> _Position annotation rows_
****************

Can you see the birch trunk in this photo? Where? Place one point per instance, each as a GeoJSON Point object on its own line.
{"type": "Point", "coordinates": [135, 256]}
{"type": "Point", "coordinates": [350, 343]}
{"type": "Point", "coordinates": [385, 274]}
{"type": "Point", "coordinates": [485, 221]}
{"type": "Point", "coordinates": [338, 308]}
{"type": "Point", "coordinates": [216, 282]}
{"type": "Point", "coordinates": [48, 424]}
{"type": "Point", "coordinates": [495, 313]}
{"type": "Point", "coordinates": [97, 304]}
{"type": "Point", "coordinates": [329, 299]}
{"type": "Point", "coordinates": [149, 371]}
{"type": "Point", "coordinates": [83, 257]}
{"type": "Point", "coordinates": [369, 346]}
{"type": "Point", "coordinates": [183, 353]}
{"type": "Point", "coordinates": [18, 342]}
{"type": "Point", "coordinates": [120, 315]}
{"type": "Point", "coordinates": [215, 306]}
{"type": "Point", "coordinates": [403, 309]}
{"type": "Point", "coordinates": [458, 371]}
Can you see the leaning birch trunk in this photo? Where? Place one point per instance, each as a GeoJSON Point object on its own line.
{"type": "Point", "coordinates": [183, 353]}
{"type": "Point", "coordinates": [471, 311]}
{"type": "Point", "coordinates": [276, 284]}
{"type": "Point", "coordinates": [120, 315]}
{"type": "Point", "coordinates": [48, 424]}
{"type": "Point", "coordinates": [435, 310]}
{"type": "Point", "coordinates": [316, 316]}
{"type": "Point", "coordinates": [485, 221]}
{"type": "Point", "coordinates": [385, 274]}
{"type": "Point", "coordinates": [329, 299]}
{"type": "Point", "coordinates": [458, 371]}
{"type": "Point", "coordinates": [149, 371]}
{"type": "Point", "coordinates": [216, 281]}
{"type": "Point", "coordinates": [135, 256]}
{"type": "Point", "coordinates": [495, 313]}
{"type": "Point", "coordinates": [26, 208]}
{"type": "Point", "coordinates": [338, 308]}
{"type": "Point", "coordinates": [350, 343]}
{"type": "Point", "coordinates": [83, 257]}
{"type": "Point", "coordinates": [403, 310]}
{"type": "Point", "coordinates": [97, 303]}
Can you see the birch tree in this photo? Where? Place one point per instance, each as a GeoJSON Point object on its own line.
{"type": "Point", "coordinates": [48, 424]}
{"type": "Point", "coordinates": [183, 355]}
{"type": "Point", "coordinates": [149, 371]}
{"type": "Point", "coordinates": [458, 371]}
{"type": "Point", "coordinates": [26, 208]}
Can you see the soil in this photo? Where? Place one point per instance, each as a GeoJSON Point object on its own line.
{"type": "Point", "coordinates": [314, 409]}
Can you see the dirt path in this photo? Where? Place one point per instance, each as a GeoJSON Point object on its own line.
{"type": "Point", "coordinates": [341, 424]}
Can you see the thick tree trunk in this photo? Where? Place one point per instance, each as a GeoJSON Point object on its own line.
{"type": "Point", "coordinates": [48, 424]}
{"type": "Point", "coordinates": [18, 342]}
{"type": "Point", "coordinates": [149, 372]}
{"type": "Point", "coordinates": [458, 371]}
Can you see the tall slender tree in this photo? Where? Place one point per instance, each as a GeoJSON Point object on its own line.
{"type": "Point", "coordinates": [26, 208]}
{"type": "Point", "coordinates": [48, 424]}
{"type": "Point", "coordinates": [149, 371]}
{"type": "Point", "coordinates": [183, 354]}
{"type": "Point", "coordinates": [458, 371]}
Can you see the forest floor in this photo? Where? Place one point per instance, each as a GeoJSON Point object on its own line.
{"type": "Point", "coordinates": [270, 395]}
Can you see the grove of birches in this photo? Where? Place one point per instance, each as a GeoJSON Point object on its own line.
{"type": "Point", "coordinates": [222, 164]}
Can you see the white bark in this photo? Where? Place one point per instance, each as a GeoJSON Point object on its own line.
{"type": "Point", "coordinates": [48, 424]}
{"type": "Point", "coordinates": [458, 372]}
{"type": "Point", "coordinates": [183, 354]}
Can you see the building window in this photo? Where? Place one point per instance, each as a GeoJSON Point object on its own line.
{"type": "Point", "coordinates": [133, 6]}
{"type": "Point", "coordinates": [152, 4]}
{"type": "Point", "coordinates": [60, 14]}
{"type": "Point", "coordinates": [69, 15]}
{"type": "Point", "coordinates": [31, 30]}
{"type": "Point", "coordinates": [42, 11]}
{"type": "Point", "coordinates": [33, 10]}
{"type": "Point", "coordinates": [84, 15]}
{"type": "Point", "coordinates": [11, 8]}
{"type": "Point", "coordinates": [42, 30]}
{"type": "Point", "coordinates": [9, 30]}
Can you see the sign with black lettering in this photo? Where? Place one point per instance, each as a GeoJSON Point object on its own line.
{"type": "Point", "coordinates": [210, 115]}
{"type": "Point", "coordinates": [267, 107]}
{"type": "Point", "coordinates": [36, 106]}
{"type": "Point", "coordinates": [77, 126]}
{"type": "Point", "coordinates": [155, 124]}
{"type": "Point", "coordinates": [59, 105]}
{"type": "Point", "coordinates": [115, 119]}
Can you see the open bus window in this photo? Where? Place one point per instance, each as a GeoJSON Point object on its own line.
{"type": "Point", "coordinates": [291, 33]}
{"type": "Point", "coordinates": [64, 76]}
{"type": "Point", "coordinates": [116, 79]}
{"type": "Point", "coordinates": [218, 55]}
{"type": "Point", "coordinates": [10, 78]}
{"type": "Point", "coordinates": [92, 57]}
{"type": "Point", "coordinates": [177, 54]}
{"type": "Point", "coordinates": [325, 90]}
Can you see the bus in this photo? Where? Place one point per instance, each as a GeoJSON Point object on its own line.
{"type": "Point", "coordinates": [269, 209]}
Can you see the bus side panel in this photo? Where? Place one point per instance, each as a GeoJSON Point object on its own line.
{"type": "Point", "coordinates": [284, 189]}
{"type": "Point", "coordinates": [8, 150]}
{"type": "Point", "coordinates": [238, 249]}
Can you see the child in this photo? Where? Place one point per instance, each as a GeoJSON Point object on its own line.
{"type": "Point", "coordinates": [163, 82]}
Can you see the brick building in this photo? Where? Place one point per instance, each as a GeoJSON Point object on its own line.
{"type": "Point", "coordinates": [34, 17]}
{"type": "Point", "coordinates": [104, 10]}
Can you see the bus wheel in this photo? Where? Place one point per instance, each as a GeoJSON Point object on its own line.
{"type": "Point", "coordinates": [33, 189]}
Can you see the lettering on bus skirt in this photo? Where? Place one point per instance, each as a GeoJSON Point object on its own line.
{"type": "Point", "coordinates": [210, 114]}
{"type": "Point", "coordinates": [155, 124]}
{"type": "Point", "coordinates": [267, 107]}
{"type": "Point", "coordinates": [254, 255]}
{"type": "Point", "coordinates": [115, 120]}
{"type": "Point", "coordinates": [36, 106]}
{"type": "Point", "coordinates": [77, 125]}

****************

> _AIM_
Lay out the stretch from the line containing "Can you see the lettering" through the end of the rows as a JSON list of strings, one string per line, leaving out any blank lines.

> _ANSWER TO THE PROBLEM_
[
  "Can you see the lettering on bus skirt in this photo? Where? Place one point per instance, each as a GeoJSON Point object on its own line.",
  "{\"type\": \"Point\", \"coordinates\": [210, 114]}",
  "{\"type\": \"Point\", \"coordinates\": [155, 124]}",
  "{\"type\": \"Point\", \"coordinates\": [267, 107]}",
  "{\"type\": \"Point\", \"coordinates\": [254, 255]}",
  "{\"type\": \"Point\", \"coordinates\": [115, 120]}",
  "{\"type\": \"Point\", \"coordinates\": [36, 106]}",
  "{\"type\": \"Point\", \"coordinates\": [77, 125]}"
]